Troubled Conglomerate Missing Up to $15B

The company says creditors want it declared bankrupt after a global acquisition spree.

Hainan Airlines ticket counter, Beijing Capital International Airport, March 6, 2020.
Hainan Airlines ticket counter, Beijing Capital International Airport, March 6, 2020.
AP Photo/Mark Schiefelbein

BEIJING (AP) — Companies that are part of HNA Group, a Chinese conglomerate that says creditors want it declared bankrupt after a global acquisition spree, want to recover as much as $15 billion that might have been paid out improperly to major shareholders.

The announcements highlight the tangled finances of HNA, the latest in a series of Chinese would-be global conglomerates that are struggling with debt and accusations of mismanagement after explosive growth and foreign acquisitions.

HNA’s status was unclear Monday, three days after it said creditors want the company declared bankrupt by a court in Hainan, the southern island province where the company is headquartered, to declare HNA bankrupt because it couldn't pay its debts. A spokeswoman for the Higher People’s Court of Hainan who would give only her surname, Wu, said she could release no information.

HNA, founded in 1993 as Hainan Airlines with one plane, was among companies including Anbang Insurance, Wanda Group and Fosun Group that went on a buying spree starting in 2014, acquiring hotels, sports teams and other assets. They were supported by low-cost loans from state banks and borrowing from the public.

HNA Group was struggling under $75 billion in debt when its core aviation business was devastated by the shutdown of global travel last year to fight the coronavirus pandemic. The Hainan government took control of the company last February.

^^^^^^^^^^^^^^^^

Repeat the part of the article on HNA Group's debts, everything from "BEIJING (AP) —" down to "to major shareholders.", word for word. The entries have nothing to do with this.

Image-based pointing data
^^^^^^^^^^^^^^^^

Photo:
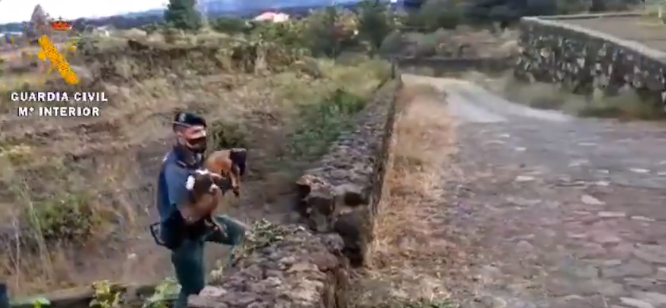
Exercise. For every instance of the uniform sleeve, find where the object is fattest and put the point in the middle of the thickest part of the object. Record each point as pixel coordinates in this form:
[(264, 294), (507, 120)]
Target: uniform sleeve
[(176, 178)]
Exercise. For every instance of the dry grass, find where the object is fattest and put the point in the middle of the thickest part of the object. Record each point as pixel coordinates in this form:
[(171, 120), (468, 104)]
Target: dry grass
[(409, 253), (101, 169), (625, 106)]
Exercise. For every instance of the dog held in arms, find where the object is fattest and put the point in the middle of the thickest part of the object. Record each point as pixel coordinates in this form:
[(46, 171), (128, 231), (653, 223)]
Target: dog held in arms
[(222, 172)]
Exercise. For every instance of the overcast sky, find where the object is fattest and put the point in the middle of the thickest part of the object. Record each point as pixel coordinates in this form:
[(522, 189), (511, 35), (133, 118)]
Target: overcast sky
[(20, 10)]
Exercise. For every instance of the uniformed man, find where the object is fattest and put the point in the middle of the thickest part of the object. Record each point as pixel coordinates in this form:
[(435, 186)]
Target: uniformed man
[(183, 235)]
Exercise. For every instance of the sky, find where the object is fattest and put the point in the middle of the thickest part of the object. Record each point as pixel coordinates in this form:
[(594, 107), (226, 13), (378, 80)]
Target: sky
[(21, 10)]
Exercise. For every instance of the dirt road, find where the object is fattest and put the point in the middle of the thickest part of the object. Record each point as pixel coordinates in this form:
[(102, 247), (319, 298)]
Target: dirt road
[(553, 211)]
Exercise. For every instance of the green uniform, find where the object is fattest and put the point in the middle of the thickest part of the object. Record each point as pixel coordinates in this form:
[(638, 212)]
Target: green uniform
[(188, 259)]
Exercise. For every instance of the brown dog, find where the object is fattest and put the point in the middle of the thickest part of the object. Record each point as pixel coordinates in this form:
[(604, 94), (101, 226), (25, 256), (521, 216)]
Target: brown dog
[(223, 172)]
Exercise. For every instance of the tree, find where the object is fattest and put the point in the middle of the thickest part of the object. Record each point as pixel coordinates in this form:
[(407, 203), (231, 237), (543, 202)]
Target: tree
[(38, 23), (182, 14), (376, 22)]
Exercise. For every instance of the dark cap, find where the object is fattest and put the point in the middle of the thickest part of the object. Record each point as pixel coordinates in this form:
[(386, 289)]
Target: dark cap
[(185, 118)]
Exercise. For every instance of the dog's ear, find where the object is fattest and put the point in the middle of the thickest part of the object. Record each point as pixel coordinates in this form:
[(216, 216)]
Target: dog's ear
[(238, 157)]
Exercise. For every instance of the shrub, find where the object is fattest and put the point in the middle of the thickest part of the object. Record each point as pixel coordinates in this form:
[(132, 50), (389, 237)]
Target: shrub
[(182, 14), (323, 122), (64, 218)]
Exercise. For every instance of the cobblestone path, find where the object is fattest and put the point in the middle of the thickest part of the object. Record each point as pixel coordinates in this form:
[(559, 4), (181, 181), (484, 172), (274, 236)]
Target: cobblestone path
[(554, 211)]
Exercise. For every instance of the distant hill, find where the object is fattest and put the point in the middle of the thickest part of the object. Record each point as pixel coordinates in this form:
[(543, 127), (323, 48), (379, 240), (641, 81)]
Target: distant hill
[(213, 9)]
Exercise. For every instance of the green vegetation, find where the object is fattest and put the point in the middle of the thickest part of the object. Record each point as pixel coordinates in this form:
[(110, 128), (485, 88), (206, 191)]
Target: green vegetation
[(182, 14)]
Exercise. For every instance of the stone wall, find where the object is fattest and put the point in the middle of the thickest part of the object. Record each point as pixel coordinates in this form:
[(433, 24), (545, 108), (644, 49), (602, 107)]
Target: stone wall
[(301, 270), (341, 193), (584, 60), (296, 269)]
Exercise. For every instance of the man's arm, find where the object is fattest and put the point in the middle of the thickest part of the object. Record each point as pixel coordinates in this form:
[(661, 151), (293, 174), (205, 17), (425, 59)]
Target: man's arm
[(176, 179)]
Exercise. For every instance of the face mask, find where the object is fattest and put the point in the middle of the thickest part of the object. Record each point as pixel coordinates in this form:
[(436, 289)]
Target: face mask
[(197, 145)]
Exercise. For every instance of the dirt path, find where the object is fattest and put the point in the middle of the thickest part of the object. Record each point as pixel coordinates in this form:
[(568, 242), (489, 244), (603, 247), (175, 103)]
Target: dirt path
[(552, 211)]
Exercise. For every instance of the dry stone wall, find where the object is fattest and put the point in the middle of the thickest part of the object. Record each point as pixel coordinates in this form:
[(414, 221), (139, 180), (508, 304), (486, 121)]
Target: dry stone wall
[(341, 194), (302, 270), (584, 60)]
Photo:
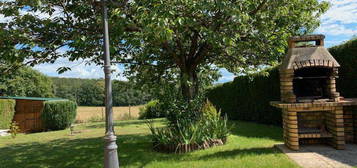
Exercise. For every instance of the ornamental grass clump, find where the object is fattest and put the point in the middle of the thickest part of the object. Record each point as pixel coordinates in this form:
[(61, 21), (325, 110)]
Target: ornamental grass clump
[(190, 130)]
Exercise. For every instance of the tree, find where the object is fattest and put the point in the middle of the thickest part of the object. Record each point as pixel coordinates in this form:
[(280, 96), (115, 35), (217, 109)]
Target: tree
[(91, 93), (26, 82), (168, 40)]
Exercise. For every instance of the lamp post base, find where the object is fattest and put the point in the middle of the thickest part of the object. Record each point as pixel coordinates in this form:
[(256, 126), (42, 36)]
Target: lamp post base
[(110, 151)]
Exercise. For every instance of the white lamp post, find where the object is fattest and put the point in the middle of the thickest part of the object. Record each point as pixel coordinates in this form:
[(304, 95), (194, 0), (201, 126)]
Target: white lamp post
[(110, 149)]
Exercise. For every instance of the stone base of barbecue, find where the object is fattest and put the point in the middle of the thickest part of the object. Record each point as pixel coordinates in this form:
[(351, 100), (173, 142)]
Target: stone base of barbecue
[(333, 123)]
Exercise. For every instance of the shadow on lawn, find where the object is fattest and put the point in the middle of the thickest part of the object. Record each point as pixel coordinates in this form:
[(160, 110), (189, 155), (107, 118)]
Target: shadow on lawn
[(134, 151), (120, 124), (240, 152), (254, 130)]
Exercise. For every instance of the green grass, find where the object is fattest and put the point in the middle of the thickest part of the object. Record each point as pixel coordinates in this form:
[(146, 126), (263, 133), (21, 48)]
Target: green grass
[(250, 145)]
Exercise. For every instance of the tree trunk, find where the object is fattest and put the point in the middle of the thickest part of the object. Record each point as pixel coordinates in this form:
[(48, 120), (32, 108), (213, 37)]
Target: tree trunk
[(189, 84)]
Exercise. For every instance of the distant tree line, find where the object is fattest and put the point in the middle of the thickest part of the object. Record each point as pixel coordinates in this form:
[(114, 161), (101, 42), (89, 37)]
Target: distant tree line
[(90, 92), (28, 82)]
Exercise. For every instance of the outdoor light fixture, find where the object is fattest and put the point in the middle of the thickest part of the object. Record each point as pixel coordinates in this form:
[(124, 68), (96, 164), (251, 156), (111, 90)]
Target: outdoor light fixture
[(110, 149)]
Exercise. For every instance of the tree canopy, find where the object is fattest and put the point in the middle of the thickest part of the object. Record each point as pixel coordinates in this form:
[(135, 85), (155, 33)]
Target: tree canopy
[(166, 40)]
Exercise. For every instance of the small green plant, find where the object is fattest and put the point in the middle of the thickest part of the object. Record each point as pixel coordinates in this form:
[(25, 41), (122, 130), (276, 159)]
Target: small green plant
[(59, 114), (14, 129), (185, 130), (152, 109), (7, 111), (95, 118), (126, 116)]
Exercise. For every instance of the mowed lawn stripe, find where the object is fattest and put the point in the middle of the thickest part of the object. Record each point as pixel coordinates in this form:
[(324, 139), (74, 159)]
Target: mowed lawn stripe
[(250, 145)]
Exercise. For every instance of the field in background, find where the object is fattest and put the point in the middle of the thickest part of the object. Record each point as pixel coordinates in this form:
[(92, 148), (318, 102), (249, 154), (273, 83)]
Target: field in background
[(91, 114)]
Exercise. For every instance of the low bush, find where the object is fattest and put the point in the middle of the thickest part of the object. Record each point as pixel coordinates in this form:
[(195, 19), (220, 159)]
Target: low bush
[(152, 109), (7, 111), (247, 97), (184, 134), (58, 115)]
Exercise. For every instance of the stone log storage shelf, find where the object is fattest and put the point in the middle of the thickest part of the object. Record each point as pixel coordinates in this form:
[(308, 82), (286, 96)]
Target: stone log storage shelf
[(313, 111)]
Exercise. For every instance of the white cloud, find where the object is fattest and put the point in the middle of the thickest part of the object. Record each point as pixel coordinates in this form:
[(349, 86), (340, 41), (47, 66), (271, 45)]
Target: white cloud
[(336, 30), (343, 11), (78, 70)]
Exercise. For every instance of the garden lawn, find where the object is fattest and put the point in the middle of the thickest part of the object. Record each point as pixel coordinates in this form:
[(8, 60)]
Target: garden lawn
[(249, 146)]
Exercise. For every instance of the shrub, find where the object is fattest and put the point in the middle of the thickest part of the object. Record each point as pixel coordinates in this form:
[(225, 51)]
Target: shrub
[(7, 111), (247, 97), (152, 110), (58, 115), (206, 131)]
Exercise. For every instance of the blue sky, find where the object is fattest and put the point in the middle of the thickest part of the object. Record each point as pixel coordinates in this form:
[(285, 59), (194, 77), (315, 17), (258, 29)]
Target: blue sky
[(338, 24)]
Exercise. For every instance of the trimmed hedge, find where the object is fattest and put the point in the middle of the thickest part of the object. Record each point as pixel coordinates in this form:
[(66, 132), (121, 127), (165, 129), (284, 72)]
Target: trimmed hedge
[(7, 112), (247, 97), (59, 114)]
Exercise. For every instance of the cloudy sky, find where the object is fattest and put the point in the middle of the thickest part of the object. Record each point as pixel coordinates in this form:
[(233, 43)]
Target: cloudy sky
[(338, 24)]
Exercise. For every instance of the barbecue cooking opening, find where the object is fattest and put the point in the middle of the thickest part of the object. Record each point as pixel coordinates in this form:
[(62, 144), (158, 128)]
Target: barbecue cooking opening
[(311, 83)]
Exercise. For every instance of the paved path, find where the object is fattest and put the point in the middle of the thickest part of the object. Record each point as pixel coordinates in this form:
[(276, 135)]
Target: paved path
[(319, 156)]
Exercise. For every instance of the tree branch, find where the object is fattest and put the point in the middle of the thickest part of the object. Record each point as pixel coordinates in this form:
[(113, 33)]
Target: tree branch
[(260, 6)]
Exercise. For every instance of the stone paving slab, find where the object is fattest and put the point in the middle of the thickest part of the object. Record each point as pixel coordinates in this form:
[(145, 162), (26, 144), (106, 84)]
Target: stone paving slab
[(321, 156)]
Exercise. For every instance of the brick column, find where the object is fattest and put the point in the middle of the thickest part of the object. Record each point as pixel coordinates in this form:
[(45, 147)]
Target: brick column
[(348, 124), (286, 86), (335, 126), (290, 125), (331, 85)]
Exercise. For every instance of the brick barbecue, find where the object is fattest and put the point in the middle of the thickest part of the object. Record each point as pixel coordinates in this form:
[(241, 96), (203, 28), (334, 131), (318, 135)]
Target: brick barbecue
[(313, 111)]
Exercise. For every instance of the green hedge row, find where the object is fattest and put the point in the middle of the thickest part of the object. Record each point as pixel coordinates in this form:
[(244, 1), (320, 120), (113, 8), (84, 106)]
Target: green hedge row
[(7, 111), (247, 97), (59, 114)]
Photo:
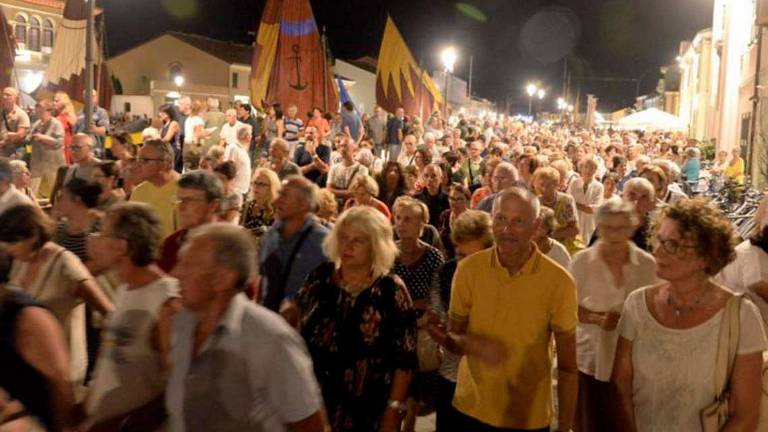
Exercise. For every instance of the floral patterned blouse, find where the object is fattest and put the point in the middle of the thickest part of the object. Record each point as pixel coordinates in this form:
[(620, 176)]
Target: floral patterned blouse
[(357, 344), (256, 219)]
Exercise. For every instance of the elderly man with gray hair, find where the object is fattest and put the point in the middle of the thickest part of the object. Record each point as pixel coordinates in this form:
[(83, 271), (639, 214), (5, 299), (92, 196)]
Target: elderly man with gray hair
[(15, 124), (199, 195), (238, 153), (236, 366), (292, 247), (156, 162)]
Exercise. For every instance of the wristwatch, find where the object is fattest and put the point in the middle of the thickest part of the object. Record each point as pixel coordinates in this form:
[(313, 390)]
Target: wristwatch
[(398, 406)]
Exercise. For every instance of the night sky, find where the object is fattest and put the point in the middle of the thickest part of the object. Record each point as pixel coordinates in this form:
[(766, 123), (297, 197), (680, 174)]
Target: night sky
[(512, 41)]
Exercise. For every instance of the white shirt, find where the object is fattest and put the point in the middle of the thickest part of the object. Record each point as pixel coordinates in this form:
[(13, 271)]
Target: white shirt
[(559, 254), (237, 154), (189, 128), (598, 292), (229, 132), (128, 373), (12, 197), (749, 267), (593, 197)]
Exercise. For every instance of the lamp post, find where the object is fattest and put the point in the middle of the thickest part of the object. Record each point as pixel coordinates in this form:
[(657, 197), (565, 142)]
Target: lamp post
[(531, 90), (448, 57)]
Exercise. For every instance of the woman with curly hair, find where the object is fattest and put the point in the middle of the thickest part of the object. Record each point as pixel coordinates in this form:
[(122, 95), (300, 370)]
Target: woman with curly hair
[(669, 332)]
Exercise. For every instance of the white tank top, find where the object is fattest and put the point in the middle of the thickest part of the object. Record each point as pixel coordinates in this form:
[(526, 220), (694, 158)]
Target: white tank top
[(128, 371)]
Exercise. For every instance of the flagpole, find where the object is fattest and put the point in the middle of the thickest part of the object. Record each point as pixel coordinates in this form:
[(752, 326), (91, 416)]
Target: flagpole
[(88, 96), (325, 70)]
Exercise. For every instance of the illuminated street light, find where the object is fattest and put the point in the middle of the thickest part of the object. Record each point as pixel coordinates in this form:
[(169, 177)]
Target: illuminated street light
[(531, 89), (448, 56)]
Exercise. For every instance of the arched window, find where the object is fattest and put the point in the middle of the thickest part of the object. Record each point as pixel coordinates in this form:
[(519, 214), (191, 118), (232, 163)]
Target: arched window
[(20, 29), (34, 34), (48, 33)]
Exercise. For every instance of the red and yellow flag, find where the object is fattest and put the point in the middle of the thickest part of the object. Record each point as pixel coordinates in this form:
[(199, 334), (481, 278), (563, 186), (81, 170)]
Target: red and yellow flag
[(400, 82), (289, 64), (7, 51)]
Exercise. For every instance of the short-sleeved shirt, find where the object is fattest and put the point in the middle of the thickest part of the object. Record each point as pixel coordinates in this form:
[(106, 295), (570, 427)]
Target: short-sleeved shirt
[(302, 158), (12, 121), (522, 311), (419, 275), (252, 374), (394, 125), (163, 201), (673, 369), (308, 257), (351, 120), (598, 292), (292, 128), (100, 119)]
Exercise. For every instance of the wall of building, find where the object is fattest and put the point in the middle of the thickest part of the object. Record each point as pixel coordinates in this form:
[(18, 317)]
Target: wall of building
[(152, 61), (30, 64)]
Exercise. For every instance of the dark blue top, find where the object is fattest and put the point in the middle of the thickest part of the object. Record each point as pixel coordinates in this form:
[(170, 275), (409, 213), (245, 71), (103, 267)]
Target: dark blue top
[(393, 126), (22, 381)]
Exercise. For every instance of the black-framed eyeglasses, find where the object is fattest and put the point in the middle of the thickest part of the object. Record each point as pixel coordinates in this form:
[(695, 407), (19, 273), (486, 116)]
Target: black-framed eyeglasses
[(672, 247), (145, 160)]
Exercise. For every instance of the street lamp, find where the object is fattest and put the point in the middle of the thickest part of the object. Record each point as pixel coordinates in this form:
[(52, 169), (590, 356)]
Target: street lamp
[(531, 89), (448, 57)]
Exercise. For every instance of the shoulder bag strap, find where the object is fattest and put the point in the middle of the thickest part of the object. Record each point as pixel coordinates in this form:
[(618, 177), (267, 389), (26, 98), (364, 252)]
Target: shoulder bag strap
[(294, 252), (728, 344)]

^^^^^^^^^^^^^^^^

◆ **Exercise result**:
BEIJING (AP) — Companies that are part of HNA Group, a Chinese conglomerate that says creditors want it declared bankrupt after a global acquisition spree, want to recover as much as $15 billion that might have been paid out improperly to major shareholders.